Stored data entries
-- start --
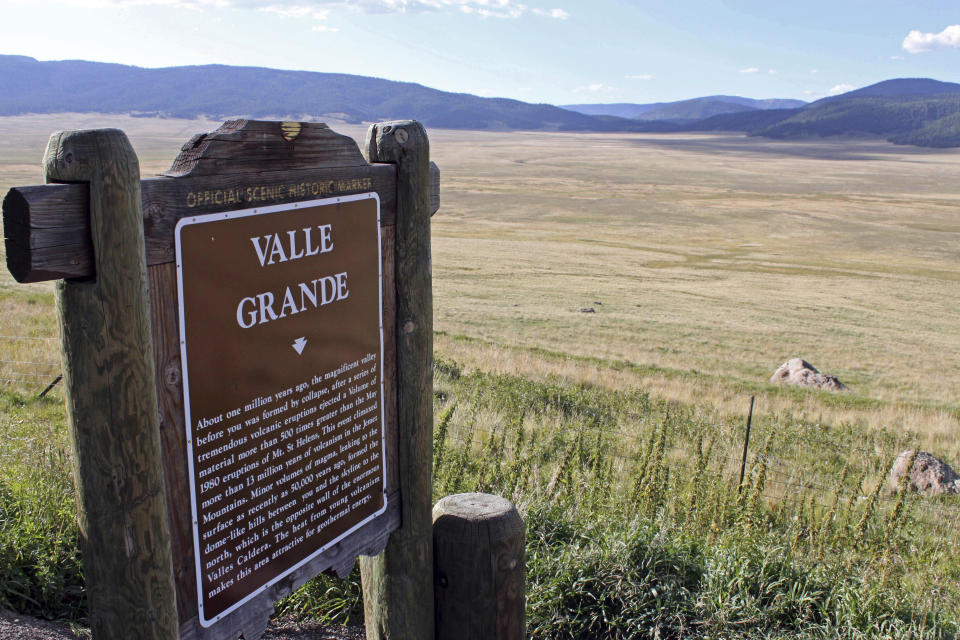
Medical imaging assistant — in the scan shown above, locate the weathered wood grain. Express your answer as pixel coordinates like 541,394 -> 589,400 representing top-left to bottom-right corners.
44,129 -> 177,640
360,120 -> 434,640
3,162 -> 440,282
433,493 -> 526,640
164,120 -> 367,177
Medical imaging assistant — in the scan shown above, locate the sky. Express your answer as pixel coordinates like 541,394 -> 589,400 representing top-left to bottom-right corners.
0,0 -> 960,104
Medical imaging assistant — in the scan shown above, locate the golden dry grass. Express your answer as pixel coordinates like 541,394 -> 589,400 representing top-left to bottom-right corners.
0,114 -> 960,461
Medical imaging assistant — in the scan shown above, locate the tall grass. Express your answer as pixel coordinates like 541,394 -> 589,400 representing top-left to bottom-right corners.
-- end --
-- start --
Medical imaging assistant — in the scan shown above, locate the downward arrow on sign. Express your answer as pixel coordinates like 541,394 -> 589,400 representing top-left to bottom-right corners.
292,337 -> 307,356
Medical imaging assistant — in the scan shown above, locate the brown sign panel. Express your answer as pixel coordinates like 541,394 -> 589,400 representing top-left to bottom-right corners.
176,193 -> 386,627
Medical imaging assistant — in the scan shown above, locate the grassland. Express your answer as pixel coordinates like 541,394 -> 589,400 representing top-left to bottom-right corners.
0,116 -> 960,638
-- end --
-- start --
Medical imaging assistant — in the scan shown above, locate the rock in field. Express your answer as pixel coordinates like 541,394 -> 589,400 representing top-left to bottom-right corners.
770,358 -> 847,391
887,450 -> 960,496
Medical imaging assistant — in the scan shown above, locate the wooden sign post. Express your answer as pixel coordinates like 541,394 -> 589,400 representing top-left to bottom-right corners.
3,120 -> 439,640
-- end --
• **The request**
Repeat the rows starting at the one containing "locate the wooden" and ending at the one containing "3,120 -> 439,640", both included.

• **Task result**
Medical imaging assistant — in the scan shown above, locate the wooden sign post. Express your answer as pixel coordinates like 541,394 -> 589,400 representing top-left to bottom-right corners.
3,120 -> 439,640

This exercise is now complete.